== Entries ==

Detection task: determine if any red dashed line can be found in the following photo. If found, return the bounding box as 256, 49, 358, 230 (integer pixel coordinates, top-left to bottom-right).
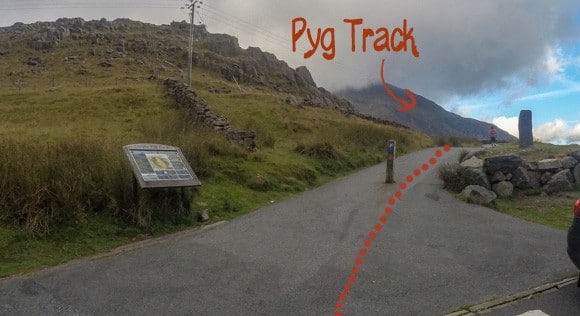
334, 145, 451, 316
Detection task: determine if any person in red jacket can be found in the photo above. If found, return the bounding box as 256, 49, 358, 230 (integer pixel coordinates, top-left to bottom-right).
489, 125, 497, 147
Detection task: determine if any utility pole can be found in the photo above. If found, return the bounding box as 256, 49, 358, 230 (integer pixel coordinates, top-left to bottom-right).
187, 0, 203, 88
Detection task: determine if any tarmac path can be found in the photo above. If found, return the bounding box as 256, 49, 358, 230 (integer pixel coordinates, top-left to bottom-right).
0, 149, 577, 315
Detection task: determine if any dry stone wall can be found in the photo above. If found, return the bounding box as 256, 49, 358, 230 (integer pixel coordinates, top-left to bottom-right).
165, 79, 256, 150
459, 150, 580, 201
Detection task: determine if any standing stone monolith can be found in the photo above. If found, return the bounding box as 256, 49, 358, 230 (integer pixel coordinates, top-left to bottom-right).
518, 110, 534, 148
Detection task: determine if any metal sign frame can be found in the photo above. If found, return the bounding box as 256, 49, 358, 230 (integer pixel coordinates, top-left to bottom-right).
123, 144, 201, 189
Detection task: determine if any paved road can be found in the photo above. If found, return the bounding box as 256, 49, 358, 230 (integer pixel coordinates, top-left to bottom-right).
0, 150, 576, 315
485, 283, 580, 316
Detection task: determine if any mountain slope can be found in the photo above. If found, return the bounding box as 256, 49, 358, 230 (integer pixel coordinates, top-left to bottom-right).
337, 85, 517, 141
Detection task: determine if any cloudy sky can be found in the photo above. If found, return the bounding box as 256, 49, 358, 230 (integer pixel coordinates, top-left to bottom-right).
0, 0, 580, 143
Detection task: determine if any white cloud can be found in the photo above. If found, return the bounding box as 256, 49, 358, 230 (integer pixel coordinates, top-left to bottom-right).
534, 118, 580, 144
491, 116, 519, 137
544, 47, 567, 79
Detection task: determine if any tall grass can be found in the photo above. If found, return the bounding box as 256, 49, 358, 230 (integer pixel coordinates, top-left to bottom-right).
0, 140, 130, 236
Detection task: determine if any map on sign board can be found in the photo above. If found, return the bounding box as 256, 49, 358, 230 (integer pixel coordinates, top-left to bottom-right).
124, 144, 201, 188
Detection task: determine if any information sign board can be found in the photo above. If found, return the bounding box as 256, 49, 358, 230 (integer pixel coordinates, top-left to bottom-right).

===

Written exercise: Format every line of the entries above as a JSON list of strings, one string per line, with blank lines dropped. Leave the pictures out.

In response:
[
  "Detection task: determine if any red dashed line can be found in the following photo. If found, return the bounding box as 256, 49, 358, 230 (integer pixel coordinates, top-left to bottom-right).",
  "334, 145, 451, 316",
  "Detection task: determine if any person in red jacket can be found in the photo above. If found, return the bounding box as 256, 49, 358, 230 (integer pixel coordinates, top-left to bottom-right).",
  "489, 125, 497, 147",
  "Detection task: determine if any utility pole can be found in the photo above. If found, return the bounding box as 256, 49, 358, 230 (integer pixel coordinates, top-left to bottom-right).",
  "187, 0, 203, 88",
  "Detection task: determine if any tarmac path can be found in the photo above. If found, return the bounding box as 256, 49, 358, 230 (integer pixel coordinates, top-left to bottom-right).",
  "0, 149, 577, 315",
  "Detection task: determine if any dry stone wall can be found in the photo above. If found, return the bounding box as 256, 49, 358, 230 (integer pixel coordinates, top-left to bottom-right).",
  "165, 79, 256, 150",
  "459, 150, 580, 201",
  "Detection task: determine if any standing stone monolith can be found in the photo above. If found, return the bounding box as 256, 49, 358, 230 (integer pixel coordinates, top-left to bottom-right).",
  "518, 110, 534, 148",
  "Detection task: determine if any metal sign frame can be found in the photo above. If found, return the bounding box as 256, 49, 358, 230 (integer pixel coordinates, top-left to bottom-right).",
  "123, 144, 201, 189",
  "Detection task: determine if any paved road can be found in the photo above. If found, return the bounding box as 256, 49, 358, 230 (integer pixel coordinates, top-left to bottom-right).",
  "0, 150, 576, 315",
  "485, 283, 580, 316",
  "Detection task: determine if any mountain slope can be found in the photo above. If found, return the bounding box as 256, 49, 358, 230 (integer pixel coordinates, top-left to bottom-right).",
  "337, 85, 517, 141",
  "Detection task: determine if any cloudy sky can be found in the photo above. If found, return the bounding box as 256, 49, 358, 230 (integer pixel coordinates, top-left to bottom-right).",
  "0, 0, 580, 143",
  "Detection task: determine if any white cloud can be found in the photo above. If found, return the bounding box as 256, 49, 358, 230 (integer pixel coordinates, top-left to bottom-right).",
  "534, 118, 580, 144",
  "491, 116, 519, 137",
  "544, 47, 567, 79",
  "Detection task: determine if any tall grass can be found in the photo above. If found, return the bounding box as 256, 49, 358, 230 (integer pixel coordinates, top-left to bottom-right).",
  "0, 140, 130, 236",
  "Detection task: determine if any map on sign board can be found in the photo above. If found, return the bounding box as 256, 49, 358, 230 (integer pixel coordinates, top-left to bottom-right).",
  "124, 144, 201, 188",
  "Detection task: determine if any information sign board can be found in the photo above. If found, return the bounding box as 256, 49, 358, 230 (integer pixel coordinates, top-left to bottom-right)."
]